**What is needed**. Set the listing down exactly; no pictures.

**Records supplied**.
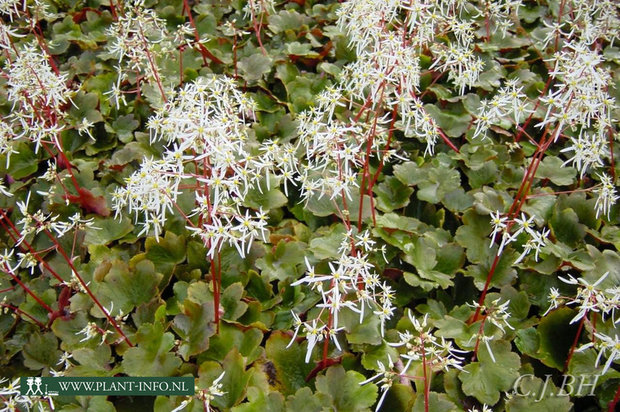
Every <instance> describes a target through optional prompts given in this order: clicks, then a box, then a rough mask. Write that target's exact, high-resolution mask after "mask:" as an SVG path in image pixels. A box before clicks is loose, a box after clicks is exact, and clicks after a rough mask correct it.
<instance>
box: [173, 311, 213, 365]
mask: <svg viewBox="0 0 620 412" xmlns="http://www.w3.org/2000/svg"><path fill="white" fill-rule="evenodd" d="M213 310H214V309H213V305H211V304H209V303H203V304H202V305H199V304H197V303H194V302H192V301H191V300H185V302H183V313H180V314H178V315H176V316H175V317H174V321H173V323H172V327H173V329H174V331H175V332H176V333H177V334H178V335H179V336H180V337H181V339H182V342H181V345H180V346H179V351H178V352H179V355H181V356H182V357H183V359H184V360H185V361H188V360H189V358H190V357H191V356H194V355H198V354H199V353H202V352H203V351H205V350H206V349H207V348H208V347H209V338H210V337H211V336H213V335H214V334H215V327H214V325H213V320H214V319H215V315H214V313H213Z"/></svg>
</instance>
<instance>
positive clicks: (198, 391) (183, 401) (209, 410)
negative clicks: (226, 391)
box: [172, 371, 226, 412]
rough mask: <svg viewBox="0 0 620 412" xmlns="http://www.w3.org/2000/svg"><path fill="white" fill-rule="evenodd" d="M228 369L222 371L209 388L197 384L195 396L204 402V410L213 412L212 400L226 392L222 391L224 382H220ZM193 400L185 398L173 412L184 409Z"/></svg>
mask: <svg viewBox="0 0 620 412" xmlns="http://www.w3.org/2000/svg"><path fill="white" fill-rule="evenodd" d="M225 374H226V371H224V372H222V373H221V374H220V376H218V377H217V378H216V379H215V380H214V381H213V382H212V383H211V386H209V387H208V388H207V389H200V388H199V387H197V386H196V395H194V398H196V399H198V400H199V401H201V402H202V407H203V410H204V411H206V412H211V411H212V410H213V409H211V402H212V401H213V399H215V397H216V396H223V395H224V394H226V392H224V391H222V386H223V384H222V383H221V382H220V381H221V380H222V378H223V377H224V375H225ZM191 402H192V398H188V399H185V400H184V401H183V402H181V404H180V405H179V406H177V407H176V408H174V409H173V410H172V412H179V411H182V410H183V409H185V408H186V407H187V405H189V404H190V403H191Z"/></svg>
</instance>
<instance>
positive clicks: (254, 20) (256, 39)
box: [250, 0, 267, 56]
mask: <svg viewBox="0 0 620 412" xmlns="http://www.w3.org/2000/svg"><path fill="white" fill-rule="evenodd" d="M250 12H251V15H252V26H253V27H254V34H255V35H256V40H257V41H258V46H259V47H260V49H261V51H262V52H263V55H264V56H266V55H267V50H265V47H264V46H263V40H262V39H261V37H260V26H259V23H258V21H257V20H256V15H255V14H254V1H253V0H250Z"/></svg>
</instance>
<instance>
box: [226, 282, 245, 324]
mask: <svg viewBox="0 0 620 412" xmlns="http://www.w3.org/2000/svg"><path fill="white" fill-rule="evenodd" d="M243 292H244V289H243V285H242V284H241V282H236V283H233V284H232V285H230V286H228V287H227V288H226V289H225V290H224V293H222V300H221V302H220V304H221V305H222V309H224V314H223V315H222V319H226V320H230V321H235V320H237V319H239V317H241V316H242V315H243V314H244V313H245V311H246V310H247V309H248V305H247V303H245V302H243V301H242V300H241V299H242V298H243Z"/></svg>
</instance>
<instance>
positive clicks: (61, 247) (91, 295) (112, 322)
mask: <svg viewBox="0 0 620 412" xmlns="http://www.w3.org/2000/svg"><path fill="white" fill-rule="evenodd" d="M44 232H45V234H46V235H47V237H48V238H49V239H50V240H51V241H52V243H54V245H56V251H58V253H60V254H61V255H62V257H63V258H64V259H65V261H66V262H67V264H68V265H69V267H70V268H71V270H72V271H73V274H74V276H75V277H76V278H77V280H78V281H79V282H80V284H81V285H82V287H83V288H84V290H85V291H86V293H87V294H88V296H90V298H91V299H92V300H93V302H94V303H95V305H97V307H98V308H99V309H100V310H101V312H103V314H104V315H105V317H106V318H107V319H108V321H109V322H110V324H111V325H112V326H113V327H114V329H116V331H117V332H118V333H119V334H120V335H121V336H122V337H123V339H125V342H127V344H128V345H129V346H131V347H133V346H134V345H133V344H132V343H131V341H130V340H129V338H128V337H127V335H125V332H123V330H122V329H121V328H120V327H119V326H118V324H117V323H116V321H115V320H114V318H113V317H112V316H110V314H109V313H108V311H107V310H106V309H105V308H104V307H103V305H102V304H101V302H99V299H97V297H96V296H95V295H94V294H93V292H92V291H91V290H90V289H89V288H88V285H87V284H86V282H84V279H83V278H82V276H81V275H80V274H79V273H78V271H77V269H76V268H75V266H74V265H73V261H72V260H71V259H70V258H69V256H67V252H65V250H64V249H63V247H62V245H61V244H60V242H58V239H56V237H54V235H52V234H51V233H50V232H49V231H48V230H47V229H46V230H45V231H44Z"/></svg>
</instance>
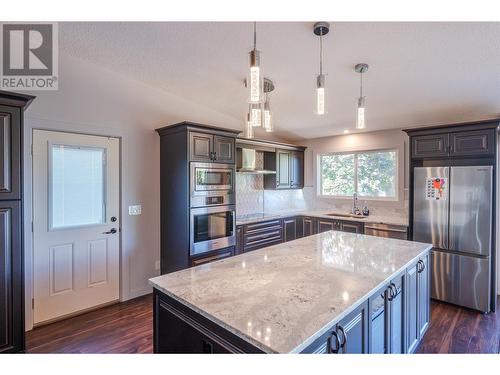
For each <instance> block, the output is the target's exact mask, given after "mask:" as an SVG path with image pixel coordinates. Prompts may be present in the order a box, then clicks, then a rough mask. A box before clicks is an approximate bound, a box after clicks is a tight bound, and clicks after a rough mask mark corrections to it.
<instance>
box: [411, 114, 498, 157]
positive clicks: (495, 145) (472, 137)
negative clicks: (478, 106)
mask: <svg viewBox="0 0 500 375" xmlns="http://www.w3.org/2000/svg"><path fill="white" fill-rule="evenodd" d="M499 123H500V119H493V120H485V121H476V122H467V123H461V124H452V125H438V126H430V127H425V128H413V129H404V131H405V132H406V133H408V135H409V136H410V145H411V153H410V156H411V159H412V160H415V161H417V162H419V160H420V159H443V158H446V159H448V158H449V159H461V160H463V159H464V158H477V157H480V158H491V157H494V156H495V152H496V143H497V139H496V137H497V134H496V131H497V128H498V125H499Z"/></svg>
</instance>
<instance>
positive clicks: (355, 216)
mask: <svg viewBox="0 0 500 375" xmlns="http://www.w3.org/2000/svg"><path fill="white" fill-rule="evenodd" d="M326 215H327V216H338V217H355V218H356V219H364V218H366V216H363V215H355V214H345V213H338V212H332V213H329V214H326Z"/></svg>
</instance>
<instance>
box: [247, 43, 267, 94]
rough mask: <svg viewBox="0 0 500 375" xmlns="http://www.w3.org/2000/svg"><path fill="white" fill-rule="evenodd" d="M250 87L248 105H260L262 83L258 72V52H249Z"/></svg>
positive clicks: (249, 83) (261, 92) (259, 58)
mask: <svg viewBox="0 0 500 375" xmlns="http://www.w3.org/2000/svg"><path fill="white" fill-rule="evenodd" d="M248 83H249V87H250V98H249V102H250V103H260V102H261V101H262V96H263V94H262V93H263V82H262V74H261V71H260V52H259V51H257V50H255V49H254V50H252V51H250V76H249V78H248Z"/></svg>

**Answer space**.
Every <instance> describes a target through optional prompts given in this order: clicks, then a box, then a rough mask. Write that target's exact, high-resolution mask after "mask:" as an SVG path in image pixels. A box before clicks is loose, a box after clicks is exact, and clicks after a rough mask correct it.
<instance>
box: [173, 311, 213, 365]
mask: <svg viewBox="0 0 620 412" xmlns="http://www.w3.org/2000/svg"><path fill="white" fill-rule="evenodd" d="M213 310H214V309H213V305H211V304H209V303H203V304H202V305H199V304H197V303H194V302H192V301H191V300H185V302H183V313H180V314H178V315H176V316H175V317H174V321H173V323H172V327H173V329H174V331H175V332H176V333H177V334H178V335H179V336H180V337H181V339H182V342H181V345H180V346H179V351H178V352H179V355H181V356H182V357H183V359H184V360H185V361H188V360H189V358H190V357H191V356H194V355H198V354H199V353H202V352H203V351H205V350H206V349H207V348H208V347H209V338H210V337H211V336H213V335H214V334H215V327H214V325H213V320H214V319H215V315H214V313H213Z"/></svg>
</instance>
<instance>
positive clicks: (198, 391) (183, 401) (209, 410)
negative clicks: (226, 391)
box: [172, 371, 226, 412]
rough mask: <svg viewBox="0 0 620 412" xmlns="http://www.w3.org/2000/svg"><path fill="white" fill-rule="evenodd" d="M228 369L222 371L209 388L197 384L195 396L204 402V410L213 412L212 400L226 392L222 391L224 382H220ZM193 400L185 398L173 412L184 409Z"/></svg>
mask: <svg viewBox="0 0 620 412" xmlns="http://www.w3.org/2000/svg"><path fill="white" fill-rule="evenodd" d="M225 374H226V371H224V372H222V373H221V374H220V376H218V377H217V378H216V379H215V380H214V381H213V382H212V383H211V386H209V387H208V388H207V389H200V388H199V387H197V386H196V395H194V398H196V399H198V400H199V401H201V402H202V407H203V410H204V411H206V412H211V411H212V410H213V409H211V402H212V401H213V399H215V397H216V396H223V395H224V394H226V392H224V391H222V386H223V384H222V383H221V382H220V381H221V380H222V378H223V377H224V375H225ZM191 402H192V398H188V399H185V400H184V401H183V402H181V404H180V405H179V406H177V407H176V408H174V409H173V410H172V412H179V411H182V410H183V409H185V408H186V407H187V405H189V404H190V403H191Z"/></svg>
</instance>
<instance>
positive clicks: (254, 20) (256, 39)
box: [250, 0, 267, 56]
mask: <svg viewBox="0 0 620 412" xmlns="http://www.w3.org/2000/svg"><path fill="white" fill-rule="evenodd" d="M250 12H251V15H252V26H253V27H254V34H255V35H256V40H257V41H258V46H259V47H260V49H261V51H262V52H263V55H264V56H266V55H267V50H265V47H264V46H263V40H262V39H261V37H260V26H259V23H258V21H257V20H256V15H255V14H254V1H253V0H250Z"/></svg>
</instance>
<instance>
box: [226, 282, 245, 324]
mask: <svg viewBox="0 0 620 412" xmlns="http://www.w3.org/2000/svg"><path fill="white" fill-rule="evenodd" d="M243 292H244V289H243V285H242V284H241V282H236V283H233V284H232V285H230V286H228V287H227V288H226V289H225V290H224V293H222V300H221V302H220V304H221V305H222V309H224V314H223V315H222V319H226V320H230V321H235V320H237V319H239V317H241V316H242V315H243V314H244V313H245V311H246V310H247V309H248V305H247V303H245V302H243V301H242V300H241V299H242V298H243Z"/></svg>
</instance>
<instance>
positive clicks: (61, 247) (91, 295) (112, 322)
mask: <svg viewBox="0 0 620 412" xmlns="http://www.w3.org/2000/svg"><path fill="white" fill-rule="evenodd" d="M44 232H45V234H46V235H47V237H48V238H49V239H50V240H51V241H52V243H54V245H56V251H58V253H60V254H61V255H62V257H63V258H64V259H65V261H66V262H67V264H68V265H69V267H70V268H71V270H72V271H73V274H74V276H75V277H76V278H77V280H78V281H79V282H80V284H81V285H82V287H83V288H84V290H85V291H86V293H87V294H88V296H90V298H91V299H92V300H93V302H94V303H95V305H97V307H98V308H99V309H100V310H101V312H103V314H104V315H105V317H106V318H107V319H108V321H109V322H110V324H111V325H112V326H113V327H114V329H116V331H117V332H118V333H119V334H120V335H121V336H122V337H123V339H125V342H127V344H128V345H129V346H131V347H133V346H134V345H133V344H132V343H131V341H130V340H129V338H128V337H127V335H125V332H123V330H122V329H121V328H120V327H119V326H118V324H117V323H116V321H115V320H114V318H113V317H112V316H110V314H109V313H108V311H107V310H106V309H105V308H104V307H103V305H102V304H101V302H99V299H97V297H96V296H95V295H94V294H93V292H92V291H91V290H90V289H89V288H88V285H87V284H86V282H84V279H83V278H82V276H81V275H80V274H79V273H78V271H77V269H76V268H75V266H74V265H73V261H72V260H71V259H70V258H69V256H67V252H65V250H64V249H63V247H62V245H61V244H60V242H58V239H56V237H54V235H52V234H51V233H50V232H49V231H48V230H47V229H46V230H45V231H44Z"/></svg>
</instance>
For each <instance> block, the output is the target's exact mask, given after "mask:" as an SVG path with image pixel coordinates. Prompts may be present in the order a box, then clicks, then a rough mask. A box before clicks is an approximate bound, a box after clicks is a tight bound, and clicks after a rough mask mark corrections to it.
<instance>
box: [411, 114, 498, 157]
positive clicks: (495, 145) (472, 137)
negative clicks: (478, 106)
mask: <svg viewBox="0 0 500 375" xmlns="http://www.w3.org/2000/svg"><path fill="white" fill-rule="evenodd" d="M499 123H500V119H493V120H485V121H476V122H467V123H461V124H452V125H438V126H430V127H425V128H413V129H404V131H405V132H406V133H408V135H409V136H410V145H411V153H410V156H411V159H412V160H415V161H417V162H419V160H420V159H443V158H446V159H448V158H449V159H461V160H463V159H464V158H477V157H480V158H491V157H494V156H495V152H496V143H497V139H496V137H497V134H496V131H497V128H498V125H499Z"/></svg>
</instance>
<instance>
positive clicks: (355, 216)
mask: <svg viewBox="0 0 500 375" xmlns="http://www.w3.org/2000/svg"><path fill="white" fill-rule="evenodd" d="M326 215H327V216H338V217H355V218H356V219H364V218H366V216H363V215H355V214H345V213H338V212H332V213H329V214H326Z"/></svg>
</instance>
<instance>
box: [247, 43, 267, 94]
rough mask: <svg viewBox="0 0 500 375" xmlns="http://www.w3.org/2000/svg"><path fill="white" fill-rule="evenodd" d="M250 87L248 105H260L262 83L258 72V52H249Z"/></svg>
positive clicks: (249, 83) (261, 92) (259, 58)
mask: <svg viewBox="0 0 500 375" xmlns="http://www.w3.org/2000/svg"><path fill="white" fill-rule="evenodd" d="M248 83H249V87H250V98H249V102H250V103H260V102H261V101H262V96H263V94H262V93H263V82H262V74H261V71H260V52H259V51H257V50H255V49H254V50H252V51H250V76H249V78H248Z"/></svg>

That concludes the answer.